──────── PAGE EXCERPT

For this you have every inducement of sympathy and interest.
Citizens by birth or choice, of a common country, that country
has a right to concentrate your affections. The name of AMERICAN,
which belongs to you, in your national capacity, must always
exalt the just pride of Patriotism, more than any appellation
derived from local discriminations. With slight shades of
difference, you have the same Religion, Manners, Habits, and
political Principles. You have in a common cause fought and
triumphed together. The independence and liberty you possess
are the work of joint councils, and joint efforts; of common
dangers, sufferings and successes.
But these considerations, however powerfully they address
themselves to your sensibility are greatly outweighed by those
which apply more immediately to your Interest. Here every
portion of our country finds the most commanding motives for
carefully guarding and preserving the Union of the whole.
The North, in an unrestrained intercourse with the South,
protected by the equal Laws of a common government, finds
in the productions of the latter, great additional resources
of Maritime and commercial enterprise and precious materials
of manufacturing industry. The South, in the same Intercourse,
benefitting by the same Agency of the North, sees its agriculture
grow and its commerce expand. Turning partly into its own
channels the seamen of the North, it finds its particular
navigation envigorated; and while it contributes, in different
ways, to nourish and increase the general mass of the National
navigation, it looks forward to the protection of a Maritime
strength, to which itself is unequally adapted. The East,
in a like Intercourse with the West, already finds, and in
the progressive improvement of interior communications, by
land and water, will more and more find a valuable vent for
the commodities which it brings from abroad, or manufactures
at home. The West derives from the East supplies requisite
to its growth and comfort, and what is perhaps of still greater
consequence, it must of necessity owe the secure enjoyment
of indispensable outlets for its own productions to the weight,
influence, and the future Maritime strength of the Atlantic
side of the Union, directed by an indissoluble community of
Interest as one Nation. Any other tenure by which the West
can hold this essential advantage, whether derived from its
own seperate strength, or from an apostate and unnatural connection
with any foreign Power, must be intrinsically precarious.
While then every part of our country thus feels an immediate
and particular Interest in Union, all the parts combined cannot
fail to find in the united mass of means and efforts greater
strength, greater resource, proportionably greater security
from external danger, a less frequent interruption of their
Peace by foreign Nations; and what is of inestimable value!
they must derive from Union an exemption from those broils
and Wars between themselves, which so frequently afflict neighbouring
countries, not tied together by the same government; which
their own rivalships alone would be sufficient to produce,
but which opposite foreign alliances, attachments, and intriegues
would stimulate and imbitter. Hence, likewise, they will avoid
the necessity of those overgrown Military establishments,
which under any form of Government are inauspicious to liberty,
and which are to be regarded as particularly hostile to Republican
Liberty: In this sense it is, that your Union ought to be
considered as a main prop of your liberty, and that the love
of the one ought to endear to you the preservation of the
other.

────────────────
──────── COLLECTED DATA

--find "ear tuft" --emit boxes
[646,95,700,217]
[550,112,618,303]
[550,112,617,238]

────────────────

◆ SET TASKS
• 1. Repeat the stretch of the Union passage from "For this you" through "sufferings and successes.".
• 2. Decide whether each statement agrees with the Union passage: (a) the East finds a vent for commodities it manufactures at home; (b) the South is well adapted to Maritime strength on its own; (c) overgrown Military establishments are called particularly hostile to Republican Liberty. Answer yes or no for each, quoting the deciding words.
You won't need the data for this.

◆ RESULTS OF THE EXERCISE
• 1.
For this you have every inducement of sympathy and interest.
Citizens by birth or choice, of a common country, that country
has a right to concentrate your affections. The name of AMERICAN,
which belongs to you, in your national capacity, must always
exalt the just pride of Patriotism, more than any appellation
derived from local discriminations. With slight shades of
difference, you have the same Religion, Manners, Habits, and
political Principles. You have in a common cause fought and
triumphed together. The independence and liberty you possess
are the work of joint councils, and joint efforts; of common
dangers, sufferings and successes.

• 2.
(a) Yes: "a valuable vent for the commodities which it brings from abroad, or manufactures at home"
(b) No: "to which itself is unequally adapted"
(c) Yes: "particularly hostile to Republican Liberty"